**ТЕКСТ ДЛЯ ЧТЕНИЯ**
┄┄┄┄┄┄

Христианство и культура на пороге третьего тысячелетия

(Исторический вестник № 9-10 2000)

Митрополит Минский и Слуцкий Филарет

Митрополит Минский и Слуцкий Филарет, Патриарший Экзарх всея Беларуси,
Председатель Синодальной Богословской комиссии 

Ваше Святейшество!

Многоуважаемый Юрий Сергеевич!

Мы собрались сегодня, чтобы еще раз в течение этого юбилейного периода
обсудить то, что можно назвать христианским присутствием в мире и в
истории, и подвести некоторые итоги, размышляя о прошлом, настоящем и
будущем христианства.

Празднование 2000-летия христианства приобрело всемирный размах. Во
многих странах христианской традиции его воспринимают как важнейшее
событие. Вместе с Церквами в этом праздновании принимают участие
государственные власти, ученые, деятели культуры и искусства, люди,
переживающие свою причастность к той культурной традиции, которая
сформировалась благодаря провозвестию Евангелия Христова. 2000 лет —
немалый срок. Если уместно говорить о христианской цивилизации, надо
признать, что это одна из самых продолжительных земных цивилизаций.

┄┄┄┄┄┄

**ЗАДАНИЯ**
(a) Перепишите дословно отрывок из текста о христианстве и культуре от "Многоуважаемый Юрий Сергеевич!" до "будущем христианства.".
(b) Изложите суть текста о христианстве и культуре в двух предложениях.
(c) Напишите продолжение текста о христианстве и культуре, начиная сразу после его последнего предложения.

**СОХРАНЁННЫЕ ДАННЫЕ**
┄┄┄┄┄┄

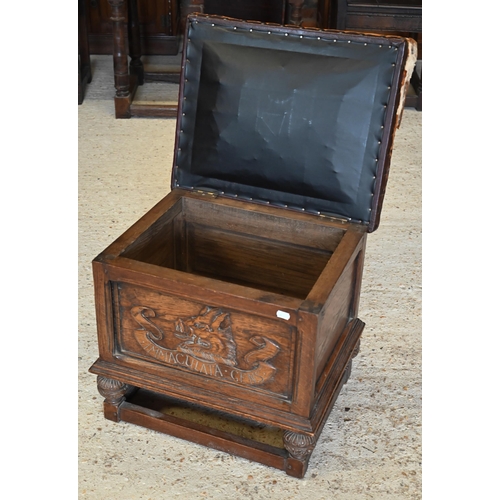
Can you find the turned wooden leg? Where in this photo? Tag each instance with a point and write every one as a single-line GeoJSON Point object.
{"type": "Point", "coordinates": [113, 392]}
{"type": "Point", "coordinates": [120, 58]}
{"type": "Point", "coordinates": [84, 71]}
{"type": "Point", "coordinates": [295, 15]}
{"type": "Point", "coordinates": [299, 447]}
{"type": "Point", "coordinates": [136, 66]}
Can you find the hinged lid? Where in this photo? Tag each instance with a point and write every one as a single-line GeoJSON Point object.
{"type": "Point", "coordinates": [297, 118]}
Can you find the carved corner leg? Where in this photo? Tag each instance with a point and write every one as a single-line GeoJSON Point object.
{"type": "Point", "coordinates": [113, 392]}
{"type": "Point", "coordinates": [299, 446]}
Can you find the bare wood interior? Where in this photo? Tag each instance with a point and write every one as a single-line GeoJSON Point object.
{"type": "Point", "coordinates": [251, 248]}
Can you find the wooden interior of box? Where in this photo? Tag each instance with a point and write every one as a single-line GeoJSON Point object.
{"type": "Point", "coordinates": [278, 254]}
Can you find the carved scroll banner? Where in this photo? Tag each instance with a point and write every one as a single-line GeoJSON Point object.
{"type": "Point", "coordinates": [206, 346]}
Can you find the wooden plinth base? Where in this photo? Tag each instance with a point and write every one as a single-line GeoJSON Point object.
{"type": "Point", "coordinates": [286, 449]}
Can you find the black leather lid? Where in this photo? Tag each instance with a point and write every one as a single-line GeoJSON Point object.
{"type": "Point", "coordinates": [297, 118]}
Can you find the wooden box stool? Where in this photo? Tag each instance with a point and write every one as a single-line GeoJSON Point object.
{"type": "Point", "coordinates": [227, 315]}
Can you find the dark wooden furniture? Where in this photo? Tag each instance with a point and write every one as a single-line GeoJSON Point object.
{"type": "Point", "coordinates": [389, 16]}
{"type": "Point", "coordinates": [228, 314]}
{"type": "Point", "coordinates": [84, 69]}
{"type": "Point", "coordinates": [127, 43]}
{"type": "Point", "coordinates": [158, 20]}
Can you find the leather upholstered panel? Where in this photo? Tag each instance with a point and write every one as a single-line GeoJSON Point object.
{"type": "Point", "coordinates": [283, 117]}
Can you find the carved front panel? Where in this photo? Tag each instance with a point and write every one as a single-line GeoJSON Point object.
{"type": "Point", "coordinates": [220, 343]}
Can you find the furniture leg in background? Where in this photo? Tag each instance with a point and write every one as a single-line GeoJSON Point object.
{"type": "Point", "coordinates": [84, 70]}
{"type": "Point", "coordinates": [128, 78]}
{"type": "Point", "coordinates": [384, 16]}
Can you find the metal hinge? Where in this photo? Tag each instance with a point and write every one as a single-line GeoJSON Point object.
{"type": "Point", "coordinates": [335, 219]}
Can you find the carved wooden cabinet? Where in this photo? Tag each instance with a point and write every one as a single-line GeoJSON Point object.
{"type": "Point", "coordinates": [159, 26]}
{"type": "Point", "coordinates": [235, 299]}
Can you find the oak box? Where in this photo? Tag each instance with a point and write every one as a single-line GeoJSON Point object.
{"type": "Point", "coordinates": [227, 315]}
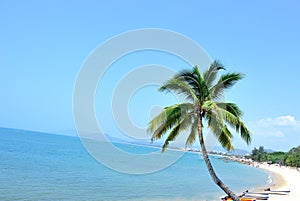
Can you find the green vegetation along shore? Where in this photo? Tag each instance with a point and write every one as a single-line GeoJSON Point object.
{"type": "Point", "coordinates": [290, 158]}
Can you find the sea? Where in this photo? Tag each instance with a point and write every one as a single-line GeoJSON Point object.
{"type": "Point", "coordinates": [40, 166]}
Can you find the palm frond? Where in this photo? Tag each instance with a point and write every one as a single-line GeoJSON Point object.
{"type": "Point", "coordinates": [192, 136]}
{"type": "Point", "coordinates": [225, 82]}
{"type": "Point", "coordinates": [168, 118]}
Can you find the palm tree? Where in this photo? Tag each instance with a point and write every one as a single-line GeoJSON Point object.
{"type": "Point", "coordinates": [203, 94]}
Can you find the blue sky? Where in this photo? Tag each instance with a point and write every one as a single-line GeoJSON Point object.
{"type": "Point", "coordinates": [44, 43]}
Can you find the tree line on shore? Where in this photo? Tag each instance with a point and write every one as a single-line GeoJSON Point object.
{"type": "Point", "coordinates": [290, 158]}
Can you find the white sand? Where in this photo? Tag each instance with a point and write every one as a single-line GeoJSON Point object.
{"type": "Point", "coordinates": [284, 178]}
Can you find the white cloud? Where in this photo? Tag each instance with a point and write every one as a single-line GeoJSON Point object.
{"type": "Point", "coordinates": [286, 121]}
{"type": "Point", "coordinates": [275, 127]}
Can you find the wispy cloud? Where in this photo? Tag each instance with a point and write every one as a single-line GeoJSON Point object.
{"type": "Point", "coordinates": [282, 121]}
{"type": "Point", "coordinates": [276, 127]}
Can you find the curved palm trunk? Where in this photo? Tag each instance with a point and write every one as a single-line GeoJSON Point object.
{"type": "Point", "coordinates": [209, 166]}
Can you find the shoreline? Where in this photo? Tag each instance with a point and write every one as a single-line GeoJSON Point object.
{"type": "Point", "coordinates": [284, 179]}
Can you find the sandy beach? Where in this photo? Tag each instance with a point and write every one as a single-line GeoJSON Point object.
{"type": "Point", "coordinates": [283, 178]}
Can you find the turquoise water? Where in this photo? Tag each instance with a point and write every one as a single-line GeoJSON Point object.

┄┄┄┄┄┄

**ОТВЕТЫ**
(a)
Многоуважаемый Юрий Сергеевич!

Мы собрались сегодня, чтобы еще раз в течение этого юбилейного периода
обсудить то, что можно назвать христианским присутствием в мире и в
истории, и подвести некоторые итоги, размышляя о прошлом, настоящем и
будущем христианства.

(b) Собравшиеся намерены обсудить христианское присутствие в мире и в истории и подвести итоги, размышляя о прошлом, настоящем и будущем христианства. Празднование 2000-летия христианства приобрело всемирный размах, в нём вместе с Церквами участвуют власти, учёные и деятели культуры, а христианская цивилизация названа одной из самых продолжительных земных цивилизаций.

(c)
Христианское понимание Великого Юбилея

Сегодня перед нами стоит важный вопрос: какова суть христианского
присутствия в мире, т.е. в обществе, культуре, человеческой истории?
Празднование 2000-летия христианства обязывает нас ответить на него.

Многими людьми нынешний юбилей прежде всего воспринимается как рубеж
тысячелетий. Сама смена календарных эпох возбуждает в душе некоторый
«мистический» трепет и переживается как нечто судьбоносное. Сегодня
часто употребляется таинственное для многих слово «миллениум», а ссылка
на христианство оказывается лишь формальной.

Для христиан же сущность и основание бытия мира — во Христе, а сущность
самого христианства — в Его Церкви. Христос есть Спаситель мира, а также
его исток и цель, Альфа и Омега. Этот мир обретает свой смысл в свете
Христовом.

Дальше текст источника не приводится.